» **EXTRACT TO READ**
....
For this reason, some requirements such as recording, accessing, analyzing, and processing of data are significant. Like similar search engines, Elasticsearch is one of the tools that have been developed to deal with the problems mentioned previously, which belong to the world of big data.

What should I look for—high efficiency and/or performance—when Elasticsearch is used for the purposes mentioned earlier?

This book will target experienced developers who have used Elasticsearch before and want to extend their knowledge about how to effectively perform Elasticsearch indexing. Therefore, this book assumes that the reader already knows the basic issues and concepts of Elasticsearch. For example, what is Elasticsearch, how to install it, what purposes it serves, and so on. This book in your hand is intended to assist you with technical information and concrete applications about efficient indexing and relevant search result in Elasticsearch. This chapter aims to introduce and discuss the main topics for the purposes mentioned previously. To this end, we will look closely at how to store data by Elasticsearch and try to understand the document storage strategy. The relevant search result is closely related to data analysis. Hence, we will do an introduction to understanding the analysis process. In other chapters of this book, you will find the necessary discussions and examples for a better understanding of the following main issues:

  • How to store documents

  • The difference between the storable and searchable field

  • What the function of the analyzer is

  • How to improve relevant search results

Getting started


How does Elasticsearch store date and how does Elasticsearch store access data? These should be the first questions that come to mind when it comes to efficient indexing. The first thing to understand is how the documents are stored and accessed by Elasticsearch for efficient indexing and to improve the querying experience.
....
» **SHORT PROBLEM A**
Edit the rows of labeled points below so that "eyeglass frame" becomes "spectacle frame" everywhere, with nothing else changed. Leave the pictures out of your answer.

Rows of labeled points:
....
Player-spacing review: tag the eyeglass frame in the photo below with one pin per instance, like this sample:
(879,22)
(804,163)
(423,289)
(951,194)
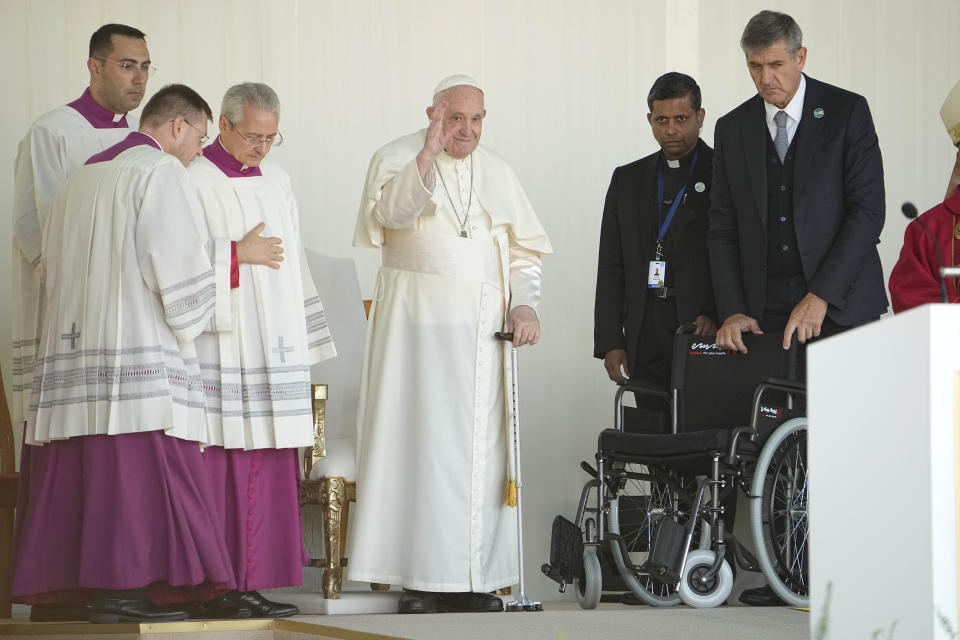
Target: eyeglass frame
(275,142)
(130,67)
(203,139)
....
» **SHORT PROBLEM B**
Pick up the passage on Elasticsearch indexing after its last sentence and continue it.

» **EXPECTED ANSWER A**
Player-spacing review: tag the spectacle frame in the photo below with one pin per instance, like this sample:
(879,22)
(804,163)
(423,289)
(951,194)
Target: spectacle frame
(275,142)
(130,67)
(203,139)

» **EXPECTED ANSWER B**
The purpose of this chapter is to prepare your mind for the topics that will be discussed throughout the book in more detail.

Understanding the document storage strategy


First of all, we need to depict the question: what is an Elasticsearch index?

The short answer is that an index is like a database in a relational database. Elasticsearch is a document-oriented search and analytics engine. Each record in Elasticsearch is a structured JSON document. In other words, each piece of data that is sent to Elasticsearch for indexing is a JSON document. All fields of the documents are indexed by default, and these indexed fields can be used in a single query. More information about this can be found in the next chapter.

Elasticsearch uses the Apache Lucene library for writing and reading the data from the index. In fact, Apache Lucene is at the heart of Elasticsearch.

Note

Apache Lucene is a high-performance, full-featured text search engine library written entirely in Java. If you want to more information, please refer to https://lucene.apache.org/core/.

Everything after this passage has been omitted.